#### [Given passage]
▽

Alaskan politician (1913–1993)

Joseph E. Vogler (April 24, 1913 – c. May 31, 1993) was an American politician and the founder of the Alaskan Independence Party.

He was also chair or gubernatorial nominee during most of the party's existence. Originally known in his adopted hometown of Fairbanks, Alaska, and later statewide, as a frequent participant in governmental and political affairs and frequent litigant in court. He was known to many non-political observers for his fashion sense, in particular his ubiquitous wearing of fedoras and bolo ties.

==Early life==

Vogler was born April 24, 1913, on a farm outside Barnes, Kansas. He graduated from high school in Waterville, Kansas, in 1929. That year, he began studying at the University of Kansas on a scholarship. He graduated with a law degree in five years and was admitted to the Kansas State Bar.

△

#### [Record extracts]

▽

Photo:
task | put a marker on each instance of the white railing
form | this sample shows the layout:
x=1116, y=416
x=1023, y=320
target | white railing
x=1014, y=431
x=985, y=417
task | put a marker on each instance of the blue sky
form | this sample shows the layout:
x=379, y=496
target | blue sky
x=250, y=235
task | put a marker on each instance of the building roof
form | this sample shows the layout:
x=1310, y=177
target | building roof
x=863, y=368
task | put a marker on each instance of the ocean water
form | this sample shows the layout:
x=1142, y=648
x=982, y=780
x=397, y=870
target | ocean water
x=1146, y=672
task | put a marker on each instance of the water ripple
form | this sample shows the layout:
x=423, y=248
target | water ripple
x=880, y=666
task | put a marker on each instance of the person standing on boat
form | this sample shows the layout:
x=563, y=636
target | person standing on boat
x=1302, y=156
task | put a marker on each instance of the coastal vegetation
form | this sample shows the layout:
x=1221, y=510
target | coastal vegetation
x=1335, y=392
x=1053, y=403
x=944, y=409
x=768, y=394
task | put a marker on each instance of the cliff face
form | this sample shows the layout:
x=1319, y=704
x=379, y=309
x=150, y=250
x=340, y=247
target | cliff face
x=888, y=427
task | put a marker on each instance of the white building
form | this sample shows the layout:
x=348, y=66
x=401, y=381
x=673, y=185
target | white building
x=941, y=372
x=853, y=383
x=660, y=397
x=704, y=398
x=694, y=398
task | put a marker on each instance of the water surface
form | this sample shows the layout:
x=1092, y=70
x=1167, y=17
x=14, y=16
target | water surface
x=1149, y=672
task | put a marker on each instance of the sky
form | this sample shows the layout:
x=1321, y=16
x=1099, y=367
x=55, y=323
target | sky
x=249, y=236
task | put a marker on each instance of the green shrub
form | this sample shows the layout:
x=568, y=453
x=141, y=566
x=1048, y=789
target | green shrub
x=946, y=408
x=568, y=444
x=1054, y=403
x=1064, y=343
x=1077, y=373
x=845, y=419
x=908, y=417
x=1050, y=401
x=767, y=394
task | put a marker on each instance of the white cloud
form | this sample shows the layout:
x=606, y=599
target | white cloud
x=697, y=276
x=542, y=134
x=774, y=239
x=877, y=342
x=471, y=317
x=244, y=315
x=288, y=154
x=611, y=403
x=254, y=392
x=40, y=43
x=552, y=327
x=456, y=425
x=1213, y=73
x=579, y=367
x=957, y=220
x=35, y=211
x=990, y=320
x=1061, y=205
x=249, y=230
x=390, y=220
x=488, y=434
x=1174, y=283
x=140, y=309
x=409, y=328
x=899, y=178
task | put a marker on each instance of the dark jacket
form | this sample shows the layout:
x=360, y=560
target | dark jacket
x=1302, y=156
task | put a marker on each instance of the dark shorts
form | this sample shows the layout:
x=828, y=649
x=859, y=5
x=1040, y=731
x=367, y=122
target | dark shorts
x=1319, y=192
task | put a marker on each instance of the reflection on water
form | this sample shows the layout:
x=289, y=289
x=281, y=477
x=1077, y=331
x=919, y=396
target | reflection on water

△

#### [Problems to work on]
1. Reproduce the passage on Joseph E. Vogler from "He was also" to "Kansas State Bar.".
2. Answer these questions using the passage on Joseph E. Vogler.
(a) Which political party did Vogler found?
(b) In what town and year did he graduate from high school?
(c) Which two items of clothing was he known for wearing?

#### [Written responses]
1.
He was also chair or gubernatorial nominee during most of the party's existence. Originally known in his adopted hometown of Fairbanks, Alaska, and later statewide, as a frequent participant in governmental and political affairs and frequent litigant in court. He was known to many non-political observers for his fashion sense, in particular his ubiquitous wearing of fedoras and bolo ties.

==Early life==

Vogler was born April 24, 1913, on a farm outside Barnes, Kansas. He graduated from high school in Waterville, Kansas, in 1929. That year, he began studying at the University of Kansas on a scholarship. He graduated with a law degree in five years and was admitted to the Kansas State Bar.

2.
(a) The Alaskan Independence Party
(b) Waterville, Kansas, in 1929
(c) Fedoras and bolo ties